## [Exercise instructions]
Every line of the material is to be returned verbatim. Pictures stay out.
#### Entries shown ####
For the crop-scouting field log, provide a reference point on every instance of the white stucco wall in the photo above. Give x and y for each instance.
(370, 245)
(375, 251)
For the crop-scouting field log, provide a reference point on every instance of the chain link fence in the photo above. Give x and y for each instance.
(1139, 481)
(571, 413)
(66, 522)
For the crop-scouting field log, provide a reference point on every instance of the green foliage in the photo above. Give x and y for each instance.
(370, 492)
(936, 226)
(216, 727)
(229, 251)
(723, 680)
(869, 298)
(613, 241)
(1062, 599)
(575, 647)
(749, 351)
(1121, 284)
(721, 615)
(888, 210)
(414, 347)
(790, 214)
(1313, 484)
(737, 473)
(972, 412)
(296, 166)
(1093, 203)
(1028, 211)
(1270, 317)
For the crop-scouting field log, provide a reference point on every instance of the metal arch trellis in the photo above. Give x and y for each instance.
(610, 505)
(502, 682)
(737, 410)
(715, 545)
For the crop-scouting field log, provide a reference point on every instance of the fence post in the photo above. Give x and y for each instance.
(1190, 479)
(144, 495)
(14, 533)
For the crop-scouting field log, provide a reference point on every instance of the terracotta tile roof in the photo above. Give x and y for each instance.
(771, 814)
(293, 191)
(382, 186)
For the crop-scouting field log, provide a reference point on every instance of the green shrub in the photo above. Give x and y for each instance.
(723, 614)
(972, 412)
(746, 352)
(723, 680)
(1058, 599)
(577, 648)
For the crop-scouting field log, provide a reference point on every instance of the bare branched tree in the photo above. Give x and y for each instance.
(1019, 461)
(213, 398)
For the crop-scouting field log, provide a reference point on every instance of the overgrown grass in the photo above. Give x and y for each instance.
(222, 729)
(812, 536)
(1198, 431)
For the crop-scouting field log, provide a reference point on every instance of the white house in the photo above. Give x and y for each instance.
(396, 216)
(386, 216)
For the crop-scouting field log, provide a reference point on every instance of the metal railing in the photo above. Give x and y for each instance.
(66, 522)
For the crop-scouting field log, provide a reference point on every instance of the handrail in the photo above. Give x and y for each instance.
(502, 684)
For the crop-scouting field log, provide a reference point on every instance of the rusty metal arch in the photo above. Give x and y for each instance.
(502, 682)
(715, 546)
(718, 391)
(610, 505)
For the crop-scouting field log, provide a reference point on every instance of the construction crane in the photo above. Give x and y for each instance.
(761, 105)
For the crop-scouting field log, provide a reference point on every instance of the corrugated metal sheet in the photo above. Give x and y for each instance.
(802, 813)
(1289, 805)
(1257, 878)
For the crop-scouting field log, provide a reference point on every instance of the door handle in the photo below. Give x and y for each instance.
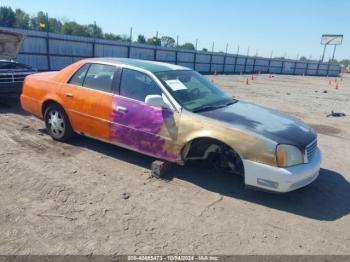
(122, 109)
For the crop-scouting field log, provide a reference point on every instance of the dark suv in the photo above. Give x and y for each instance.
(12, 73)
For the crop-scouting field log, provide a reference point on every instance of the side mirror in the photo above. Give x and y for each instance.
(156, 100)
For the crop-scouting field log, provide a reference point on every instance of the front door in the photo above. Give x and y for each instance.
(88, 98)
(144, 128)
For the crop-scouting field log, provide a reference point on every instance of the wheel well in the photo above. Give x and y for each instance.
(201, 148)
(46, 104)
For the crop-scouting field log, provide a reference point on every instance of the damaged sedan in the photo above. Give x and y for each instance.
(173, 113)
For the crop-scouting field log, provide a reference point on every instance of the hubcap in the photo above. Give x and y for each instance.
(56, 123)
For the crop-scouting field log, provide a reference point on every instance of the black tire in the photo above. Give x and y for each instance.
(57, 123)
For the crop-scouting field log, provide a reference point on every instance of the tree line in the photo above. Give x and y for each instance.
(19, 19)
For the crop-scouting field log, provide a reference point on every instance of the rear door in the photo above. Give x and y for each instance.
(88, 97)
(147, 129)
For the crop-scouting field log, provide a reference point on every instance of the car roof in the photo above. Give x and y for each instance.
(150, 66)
####
## [Written reply]
For the crop-scouting field log, provide a reference point on every instance of the white stucco wall in the photo above. Give x and y for each instance.
(370, 245)
(375, 251)
For the crop-scouting field log, provide a reference point on every instance of the chain link fence in the photo above. Give x and y for each instance.
(1139, 481)
(571, 413)
(66, 522)
For the crop-scouting field log, provide a reference point on every instance of the green foliage in the photo above. Give x and y for each instance.
(370, 492)
(936, 226)
(216, 727)
(229, 251)
(723, 680)
(869, 298)
(613, 241)
(1062, 599)
(575, 647)
(749, 351)
(1121, 284)
(721, 615)
(888, 210)
(414, 347)
(790, 214)
(1313, 484)
(737, 473)
(972, 412)
(296, 166)
(1093, 203)
(1028, 211)
(1270, 317)
For the crop-scouting field log, provide a reference point on every instance of the metal arch trellis in the photo above. Give x and y for each instance.
(610, 505)
(502, 682)
(737, 410)
(715, 545)
For the crop-scouting field log, provide a reference point on every instance of the fence post in the photo above. Give x and y for each instance.
(1190, 479)
(144, 495)
(14, 533)
For the crop-scouting field log, provide a reference point on every instance of the terracotta tile roof in the photo above. Give x and y for each instance.
(771, 814)
(293, 191)
(382, 186)
For the crop-scouting field log, provide a reference point on every instance of the green shrub in the photo above. Give x and y for each instance.
(723, 614)
(972, 412)
(746, 352)
(723, 680)
(1058, 599)
(577, 648)
For the crop-scouting field log, provide a reference point on every instance of the bare branched tree in the photo above. Give x and y for each instance.
(1019, 461)
(213, 398)
For the crop-scouting field log, provide a reference point on every instance of the overgrown grass in the photo above. Give x and y for each instance.
(222, 729)
(812, 536)
(1198, 431)
For the crop-scouting field log, provide a reference point on every instance of the white house in the photo above. Give x and y for each instance.
(396, 216)
(386, 216)
For the crop-scouting field log, provide a reference point on every instance of the metal railing in the photo above. Give x and y for each instance.
(66, 522)
For the crop-scouting field log, provide a reference point on every instance of the handrail in the photo above. Give x and y for each instance.
(502, 684)
For the crop-scouting field log, provide a reference point on every instance of the rusty metal arch in the photo above. Give x and y for each instance.
(502, 682)
(715, 546)
(718, 391)
(610, 505)
For the crop-scouting field log, provide a reference point on every instance of the construction crane in the photo above. Give x and y for each instance.
(761, 105)
For the crop-scouting field log, provide a reference point on every instance of the corrugated metal sheet in the photo above. Give x and y for each instance.
(802, 813)
(1289, 805)
(1257, 878)
For the crop-scouting field log, provide a reference point on every instance of the door handle in the photo below. Give x and y for each instance.
(122, 109)
For the crop-scouting field log, provide a reference point on every instance of the dark suv in the photo above. Give x and y for each instance.
(12, 73)
For the crop-scouting field log, provide a reference point on every instance of the side mirror in the photo above. Give x and y for each instance.
(156, 100)
For the crop-scouting field log, provide a reference point on every instance of the front door in the photo above. Give x and y for each instance.
(88, 98)
(144, 128)
For the crop-scouting field log, provide a reference point on every instance of the wheel well in the photo above. Give x and y for each instance.
(201, 148)
(46, 104)
For the crop-scouting field log, provide a reference point on every instance of the damaged sedan in the photo above. Give x and y for each instance.
(173, 113)
For the crop-scouting field log, provide a reference point on every instance of the hubcap in the photo above. Give x and y for each instance.
(56, 123)
For the crop-scouting field log, provide a reference point on every instance of the black tire in the photo above. Give x and y for each instance.
(57, 123)
For the crop-scouting field log, provide a reference point on every instance of the tree line in the photo above. Give x and y for each instance.
(19, 19)
For the crop-scouting field log, provide a reference point on every instance of the rear door in the photo above. Give x and y for each instance.
(88, 97)
(147, 129)
For the crop-scouting field log, provide a reference point on every instance of the car roof in the photo above. Give x and y for each instance.
(150, 66)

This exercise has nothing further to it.